--- Source data Enclosed Below ---

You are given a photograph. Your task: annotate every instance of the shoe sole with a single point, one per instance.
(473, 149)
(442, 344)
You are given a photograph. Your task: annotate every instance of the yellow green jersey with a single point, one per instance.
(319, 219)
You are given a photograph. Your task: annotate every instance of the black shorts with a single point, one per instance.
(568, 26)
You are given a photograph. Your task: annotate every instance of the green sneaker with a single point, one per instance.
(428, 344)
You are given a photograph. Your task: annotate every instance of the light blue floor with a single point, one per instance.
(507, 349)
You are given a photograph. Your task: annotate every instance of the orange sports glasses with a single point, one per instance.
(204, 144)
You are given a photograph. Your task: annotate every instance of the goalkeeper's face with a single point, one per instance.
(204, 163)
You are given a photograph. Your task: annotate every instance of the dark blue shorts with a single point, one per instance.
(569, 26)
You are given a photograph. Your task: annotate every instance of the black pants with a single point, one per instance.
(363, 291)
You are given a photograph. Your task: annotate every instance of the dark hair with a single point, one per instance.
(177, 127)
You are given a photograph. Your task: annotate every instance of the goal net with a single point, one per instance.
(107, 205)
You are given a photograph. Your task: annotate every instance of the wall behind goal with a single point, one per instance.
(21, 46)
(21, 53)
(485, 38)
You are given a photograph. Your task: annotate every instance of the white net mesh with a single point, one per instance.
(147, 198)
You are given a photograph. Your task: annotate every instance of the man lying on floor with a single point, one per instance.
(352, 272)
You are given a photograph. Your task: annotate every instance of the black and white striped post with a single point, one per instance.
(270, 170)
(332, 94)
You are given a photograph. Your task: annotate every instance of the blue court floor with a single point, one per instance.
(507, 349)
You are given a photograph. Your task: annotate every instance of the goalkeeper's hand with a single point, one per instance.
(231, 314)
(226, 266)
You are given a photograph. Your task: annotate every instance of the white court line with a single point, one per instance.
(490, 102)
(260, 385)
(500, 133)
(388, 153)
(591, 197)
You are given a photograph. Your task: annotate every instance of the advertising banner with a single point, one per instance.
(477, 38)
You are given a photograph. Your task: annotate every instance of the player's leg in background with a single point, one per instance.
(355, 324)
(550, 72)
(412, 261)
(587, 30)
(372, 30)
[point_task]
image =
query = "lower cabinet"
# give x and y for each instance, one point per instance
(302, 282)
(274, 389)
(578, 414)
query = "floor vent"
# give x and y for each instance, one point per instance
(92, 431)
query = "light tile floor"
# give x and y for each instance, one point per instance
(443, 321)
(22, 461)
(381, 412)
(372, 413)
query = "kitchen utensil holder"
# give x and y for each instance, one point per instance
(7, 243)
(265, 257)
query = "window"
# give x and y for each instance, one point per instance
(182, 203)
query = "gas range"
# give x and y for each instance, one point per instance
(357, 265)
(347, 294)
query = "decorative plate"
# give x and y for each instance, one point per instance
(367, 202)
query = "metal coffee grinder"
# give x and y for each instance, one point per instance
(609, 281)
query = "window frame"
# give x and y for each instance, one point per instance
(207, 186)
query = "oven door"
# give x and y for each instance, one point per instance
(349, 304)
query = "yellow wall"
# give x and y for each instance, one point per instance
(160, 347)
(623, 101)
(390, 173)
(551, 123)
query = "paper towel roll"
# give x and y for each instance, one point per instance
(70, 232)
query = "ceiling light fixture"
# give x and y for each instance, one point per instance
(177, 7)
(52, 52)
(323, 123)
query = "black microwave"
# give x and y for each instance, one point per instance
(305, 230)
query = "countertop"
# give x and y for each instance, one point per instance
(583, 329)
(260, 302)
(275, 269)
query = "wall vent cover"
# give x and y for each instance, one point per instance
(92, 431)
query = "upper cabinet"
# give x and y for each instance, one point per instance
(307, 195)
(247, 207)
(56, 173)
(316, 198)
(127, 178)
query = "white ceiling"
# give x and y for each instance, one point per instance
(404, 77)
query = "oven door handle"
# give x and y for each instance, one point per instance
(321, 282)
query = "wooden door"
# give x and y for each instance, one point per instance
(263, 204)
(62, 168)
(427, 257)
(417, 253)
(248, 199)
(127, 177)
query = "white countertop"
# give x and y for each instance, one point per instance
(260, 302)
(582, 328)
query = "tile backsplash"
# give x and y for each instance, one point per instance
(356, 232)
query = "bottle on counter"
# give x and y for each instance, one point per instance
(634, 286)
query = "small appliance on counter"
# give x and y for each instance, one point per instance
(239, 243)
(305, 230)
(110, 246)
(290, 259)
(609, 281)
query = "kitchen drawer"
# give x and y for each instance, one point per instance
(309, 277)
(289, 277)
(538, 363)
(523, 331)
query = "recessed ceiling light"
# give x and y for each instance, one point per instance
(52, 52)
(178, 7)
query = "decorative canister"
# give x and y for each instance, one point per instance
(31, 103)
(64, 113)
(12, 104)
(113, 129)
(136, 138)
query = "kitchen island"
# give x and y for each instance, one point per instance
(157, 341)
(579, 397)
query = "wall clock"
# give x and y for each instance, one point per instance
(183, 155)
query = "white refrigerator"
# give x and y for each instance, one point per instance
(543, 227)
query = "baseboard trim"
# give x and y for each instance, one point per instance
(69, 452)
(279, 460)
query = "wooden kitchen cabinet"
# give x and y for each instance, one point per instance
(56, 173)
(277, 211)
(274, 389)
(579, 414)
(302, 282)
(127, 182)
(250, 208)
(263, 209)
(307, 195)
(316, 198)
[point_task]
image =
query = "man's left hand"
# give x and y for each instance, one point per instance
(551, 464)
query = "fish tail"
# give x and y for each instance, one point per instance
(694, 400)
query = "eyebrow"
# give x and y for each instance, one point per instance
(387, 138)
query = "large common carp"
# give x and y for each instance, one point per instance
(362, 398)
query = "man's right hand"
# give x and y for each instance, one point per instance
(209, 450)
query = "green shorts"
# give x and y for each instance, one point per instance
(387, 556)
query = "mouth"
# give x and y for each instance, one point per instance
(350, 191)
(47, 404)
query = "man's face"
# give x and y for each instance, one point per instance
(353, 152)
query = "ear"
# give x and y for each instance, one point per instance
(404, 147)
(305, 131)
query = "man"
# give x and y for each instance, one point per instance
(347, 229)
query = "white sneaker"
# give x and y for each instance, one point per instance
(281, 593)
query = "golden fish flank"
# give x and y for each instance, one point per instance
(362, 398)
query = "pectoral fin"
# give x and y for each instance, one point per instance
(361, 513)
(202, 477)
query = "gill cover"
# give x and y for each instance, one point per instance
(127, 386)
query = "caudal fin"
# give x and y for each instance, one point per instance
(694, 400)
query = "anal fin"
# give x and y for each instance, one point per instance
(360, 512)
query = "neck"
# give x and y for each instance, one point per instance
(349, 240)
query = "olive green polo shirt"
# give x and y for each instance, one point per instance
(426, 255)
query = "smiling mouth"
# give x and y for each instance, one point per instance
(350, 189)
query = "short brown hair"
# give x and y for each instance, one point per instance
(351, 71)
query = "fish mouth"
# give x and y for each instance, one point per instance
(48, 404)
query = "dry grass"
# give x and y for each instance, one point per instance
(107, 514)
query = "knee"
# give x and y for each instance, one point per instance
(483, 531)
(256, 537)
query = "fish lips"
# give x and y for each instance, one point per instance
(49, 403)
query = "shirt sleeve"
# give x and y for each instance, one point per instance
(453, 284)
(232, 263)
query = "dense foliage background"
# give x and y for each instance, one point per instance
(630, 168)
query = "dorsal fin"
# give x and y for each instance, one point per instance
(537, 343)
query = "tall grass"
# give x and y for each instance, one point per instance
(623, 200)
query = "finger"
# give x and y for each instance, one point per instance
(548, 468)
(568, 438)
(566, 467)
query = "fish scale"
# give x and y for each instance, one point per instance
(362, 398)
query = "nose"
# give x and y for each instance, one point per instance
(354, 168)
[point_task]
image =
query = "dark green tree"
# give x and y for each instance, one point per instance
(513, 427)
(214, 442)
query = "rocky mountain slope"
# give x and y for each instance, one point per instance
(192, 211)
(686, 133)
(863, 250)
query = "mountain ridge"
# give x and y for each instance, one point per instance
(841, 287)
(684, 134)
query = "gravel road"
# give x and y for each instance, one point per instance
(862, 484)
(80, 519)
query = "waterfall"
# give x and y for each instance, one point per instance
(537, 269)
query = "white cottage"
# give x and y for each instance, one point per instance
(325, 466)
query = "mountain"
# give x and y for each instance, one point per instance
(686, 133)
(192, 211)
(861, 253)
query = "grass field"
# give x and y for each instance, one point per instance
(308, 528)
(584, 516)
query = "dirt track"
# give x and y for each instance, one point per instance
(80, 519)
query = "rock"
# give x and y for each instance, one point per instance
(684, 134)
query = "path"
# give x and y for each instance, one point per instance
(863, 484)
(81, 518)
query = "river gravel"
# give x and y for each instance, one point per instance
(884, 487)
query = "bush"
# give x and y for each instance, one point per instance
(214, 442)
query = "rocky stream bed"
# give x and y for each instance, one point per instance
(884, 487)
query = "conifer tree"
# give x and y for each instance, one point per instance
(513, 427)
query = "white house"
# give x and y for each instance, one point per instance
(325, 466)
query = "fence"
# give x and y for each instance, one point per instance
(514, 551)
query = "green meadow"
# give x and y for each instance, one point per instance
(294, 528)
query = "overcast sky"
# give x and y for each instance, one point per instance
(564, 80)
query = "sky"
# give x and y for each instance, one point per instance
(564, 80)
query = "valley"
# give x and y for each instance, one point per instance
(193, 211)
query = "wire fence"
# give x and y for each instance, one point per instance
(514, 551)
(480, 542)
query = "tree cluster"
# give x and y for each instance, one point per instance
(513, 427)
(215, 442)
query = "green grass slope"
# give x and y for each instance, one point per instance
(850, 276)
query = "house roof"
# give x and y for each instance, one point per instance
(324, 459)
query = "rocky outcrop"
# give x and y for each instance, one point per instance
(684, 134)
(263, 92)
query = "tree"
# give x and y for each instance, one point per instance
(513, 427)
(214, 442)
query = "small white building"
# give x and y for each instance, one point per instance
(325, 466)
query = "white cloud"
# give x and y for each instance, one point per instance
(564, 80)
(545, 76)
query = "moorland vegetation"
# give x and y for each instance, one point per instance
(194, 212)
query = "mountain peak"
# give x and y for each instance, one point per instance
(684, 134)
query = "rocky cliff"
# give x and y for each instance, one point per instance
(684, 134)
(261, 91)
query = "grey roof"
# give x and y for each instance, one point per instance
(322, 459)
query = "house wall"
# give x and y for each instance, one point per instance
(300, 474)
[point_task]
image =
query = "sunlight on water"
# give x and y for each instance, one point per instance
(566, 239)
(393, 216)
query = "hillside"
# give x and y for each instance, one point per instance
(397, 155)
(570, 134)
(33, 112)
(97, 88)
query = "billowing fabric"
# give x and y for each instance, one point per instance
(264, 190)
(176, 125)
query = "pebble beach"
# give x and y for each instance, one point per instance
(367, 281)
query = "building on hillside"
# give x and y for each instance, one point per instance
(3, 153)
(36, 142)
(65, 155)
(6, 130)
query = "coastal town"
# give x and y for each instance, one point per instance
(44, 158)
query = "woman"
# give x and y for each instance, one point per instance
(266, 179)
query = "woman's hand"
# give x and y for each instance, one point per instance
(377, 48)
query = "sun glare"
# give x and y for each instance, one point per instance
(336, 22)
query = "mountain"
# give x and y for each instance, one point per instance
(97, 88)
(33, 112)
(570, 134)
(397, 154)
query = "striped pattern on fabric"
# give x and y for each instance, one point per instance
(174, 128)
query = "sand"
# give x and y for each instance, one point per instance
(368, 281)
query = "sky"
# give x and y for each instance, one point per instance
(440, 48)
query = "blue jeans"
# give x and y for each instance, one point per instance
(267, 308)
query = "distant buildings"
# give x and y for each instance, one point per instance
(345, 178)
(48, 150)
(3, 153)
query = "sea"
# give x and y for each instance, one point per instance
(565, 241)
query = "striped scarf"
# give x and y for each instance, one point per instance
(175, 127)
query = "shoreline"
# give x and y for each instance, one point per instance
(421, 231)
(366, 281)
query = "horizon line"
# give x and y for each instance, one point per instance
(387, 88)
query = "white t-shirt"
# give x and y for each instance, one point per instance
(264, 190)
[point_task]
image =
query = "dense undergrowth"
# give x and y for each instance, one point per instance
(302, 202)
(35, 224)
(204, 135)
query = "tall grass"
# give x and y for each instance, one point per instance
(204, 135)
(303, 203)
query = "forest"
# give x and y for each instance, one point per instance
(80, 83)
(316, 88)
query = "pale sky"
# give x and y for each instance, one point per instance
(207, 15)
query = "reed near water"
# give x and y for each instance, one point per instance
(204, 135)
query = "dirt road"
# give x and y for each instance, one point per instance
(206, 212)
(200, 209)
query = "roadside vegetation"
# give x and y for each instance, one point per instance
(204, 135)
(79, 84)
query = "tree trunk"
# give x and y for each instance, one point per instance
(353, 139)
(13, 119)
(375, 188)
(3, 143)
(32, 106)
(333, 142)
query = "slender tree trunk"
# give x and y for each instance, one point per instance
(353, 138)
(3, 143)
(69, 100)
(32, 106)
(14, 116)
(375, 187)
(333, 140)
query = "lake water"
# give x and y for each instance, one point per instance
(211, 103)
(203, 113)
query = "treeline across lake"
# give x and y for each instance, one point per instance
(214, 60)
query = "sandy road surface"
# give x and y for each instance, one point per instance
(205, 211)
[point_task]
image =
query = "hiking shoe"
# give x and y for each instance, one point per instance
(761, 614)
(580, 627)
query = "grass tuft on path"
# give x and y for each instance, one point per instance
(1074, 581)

--- End of Enclosed Source data ---

§ **Exercise requirements**
Every line of the material that includes the word "ceiling" needs to be copied.

§ **Result below**
query = "ceiling light fixture"
query = "white ceiling"
query = "recessed ceiling light"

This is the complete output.